■ BRIEF ■
In the advice on entering tech without a college degree, list every job title named after the words "Entry-level jobs you can look into".

■ SUPPLIED PASSAGE ■
Then came my break, when for all employees there was a system to be launched, that although would be spearheaded by IT, but they needed someone from HR who could give requirements, and there i was deep diving into all system conversations day in day out. After a point my understanding was at par with the IT folks, and although i did not have in depth technical expertise but i knew what needed applying when. Thus, i moved into an HR Project Manager role, where i get HR systems implemented, and now i am privy to even the coding that goes into making a system what it is.. and hence i believe you can imagine what i can do next.. :)
Hope this helps.
In technology, the two biggest fields are sales and product development. From there, I'd consider which field you find most interesting then consider what experience do you need to be considered for a role in these areas.
For sales - retail experience can be a plus especially for entry-level sales roles.
For product development - there are many different boot camps and certification courses you could consider taking to get engineering or design experience.
I'd encourage exploring more on CodeAcademy, General Assembly, Flatiron, or even your local community or state colleges. These options are far less expensive than a college degree and you can usually find a loan provider very easily.
It's also fun and provides instant gratification... your program either works and does what you wanted it to do, or it doesn't.
Depending on your interests there are a number of courses that you can take. Check out Codeacademy.com for ideas and a place to start.
Even there are some online communities like Kaggle, Analyticsvidhya, where can learn and earn data Analytics as my domian. You can see something like this for other domains also.
And if you feel you are more strong in your domain. You can look for a startup with some new ideas. Because big companies are supporting startups as their CSR activities.
In my suggestion, working in the field of tech without any college degree is mostly driven by interest. There are people out there who have done bachelor's in mechanical engineering but are working in tech side, to be specific in software engineering. It's more about how you build your profile matching the market demands.
Okay, given that we assume you find software development as an intriguing task, you can always start by learning one programming language (there are plenty of online FREE and PAID resources), then build something that adds to your profile. You can also start your career in remote, work from home jobs, or in freelancing (obviously once you get proficient).
Having said that, all the best!! Explore the enormous opportunities in tech!!
You can start by getting certifications in skills with high demand right now like:
1. Microsoft Azure
2. Amazon Web Services
The learning materials are typically free or at a low cost, and you just need to pay for the fees to take the certification exams (usually under $1000).
If you have some more money, you can think about taking a short career course like General Assembly or Dev Mountain if they're available in your region, or you can take them online ($5500-$15000)
A degree isn't required for many entry-level jobs in tech! If programming isn't for you, some fields that you can start looking into are IT, recruiting, and tech sales. These roles however, do require a lot of persistence, perseverance, and openness to feedback. You'll have to be a strong speaker and doer.
A program like YearUp (https://www.yearup.org/) which provides job training and internship placement, is also a great start.
Entry-level jobs you can look into: Sales Development Representative (SDR), Recruiting Coordinator, IT Specialist.

Stored items

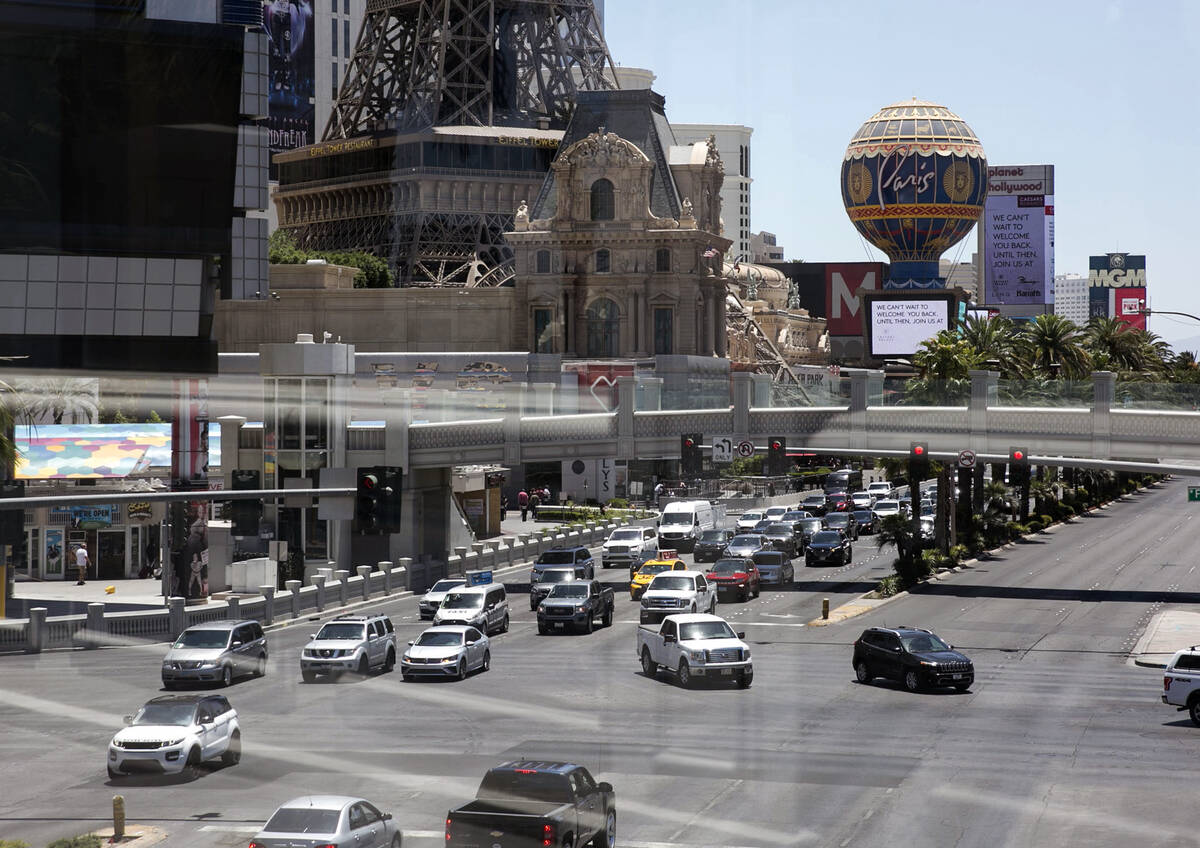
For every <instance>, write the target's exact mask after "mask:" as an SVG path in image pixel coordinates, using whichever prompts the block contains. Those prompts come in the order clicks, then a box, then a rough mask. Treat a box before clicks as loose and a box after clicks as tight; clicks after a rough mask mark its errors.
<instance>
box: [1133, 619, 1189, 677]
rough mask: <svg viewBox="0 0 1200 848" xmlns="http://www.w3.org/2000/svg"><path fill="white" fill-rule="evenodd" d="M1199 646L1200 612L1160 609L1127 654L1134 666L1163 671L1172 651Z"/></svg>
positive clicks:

...

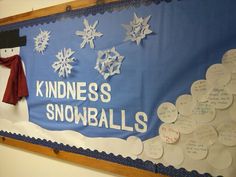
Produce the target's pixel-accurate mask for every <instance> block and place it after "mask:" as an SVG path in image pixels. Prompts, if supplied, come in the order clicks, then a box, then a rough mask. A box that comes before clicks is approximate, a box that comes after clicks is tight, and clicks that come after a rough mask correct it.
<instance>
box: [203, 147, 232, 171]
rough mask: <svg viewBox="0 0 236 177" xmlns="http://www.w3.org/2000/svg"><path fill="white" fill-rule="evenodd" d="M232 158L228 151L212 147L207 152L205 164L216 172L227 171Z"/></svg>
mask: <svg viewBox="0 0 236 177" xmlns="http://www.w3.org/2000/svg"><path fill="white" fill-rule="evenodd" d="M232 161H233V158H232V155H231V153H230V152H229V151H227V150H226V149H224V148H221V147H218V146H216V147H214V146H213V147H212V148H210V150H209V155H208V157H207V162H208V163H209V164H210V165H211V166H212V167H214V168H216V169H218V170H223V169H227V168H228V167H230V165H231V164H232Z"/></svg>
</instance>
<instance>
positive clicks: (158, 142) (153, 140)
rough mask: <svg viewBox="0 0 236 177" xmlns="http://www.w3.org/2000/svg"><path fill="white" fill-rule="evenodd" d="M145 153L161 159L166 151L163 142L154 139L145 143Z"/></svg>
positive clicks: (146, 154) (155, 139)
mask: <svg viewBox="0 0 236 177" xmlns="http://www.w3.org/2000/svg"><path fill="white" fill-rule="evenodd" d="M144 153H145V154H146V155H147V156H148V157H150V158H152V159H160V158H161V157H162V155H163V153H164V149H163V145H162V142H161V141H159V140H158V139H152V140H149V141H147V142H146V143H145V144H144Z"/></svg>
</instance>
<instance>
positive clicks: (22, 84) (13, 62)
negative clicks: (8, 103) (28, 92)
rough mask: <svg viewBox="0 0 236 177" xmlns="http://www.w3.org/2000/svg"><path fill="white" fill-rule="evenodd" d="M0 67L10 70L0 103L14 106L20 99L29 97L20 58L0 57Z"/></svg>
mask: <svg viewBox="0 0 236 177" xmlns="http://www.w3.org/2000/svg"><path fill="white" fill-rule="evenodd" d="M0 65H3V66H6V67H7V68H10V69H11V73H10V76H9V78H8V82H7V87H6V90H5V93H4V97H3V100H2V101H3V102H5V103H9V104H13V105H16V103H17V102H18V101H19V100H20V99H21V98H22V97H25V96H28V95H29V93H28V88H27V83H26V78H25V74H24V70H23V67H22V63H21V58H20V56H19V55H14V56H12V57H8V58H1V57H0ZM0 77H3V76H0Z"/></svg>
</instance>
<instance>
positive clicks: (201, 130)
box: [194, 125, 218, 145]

■ ANSWER SECTION ■
Sales Development Representative (SDR), Recruiting Coordinator, IT Specialist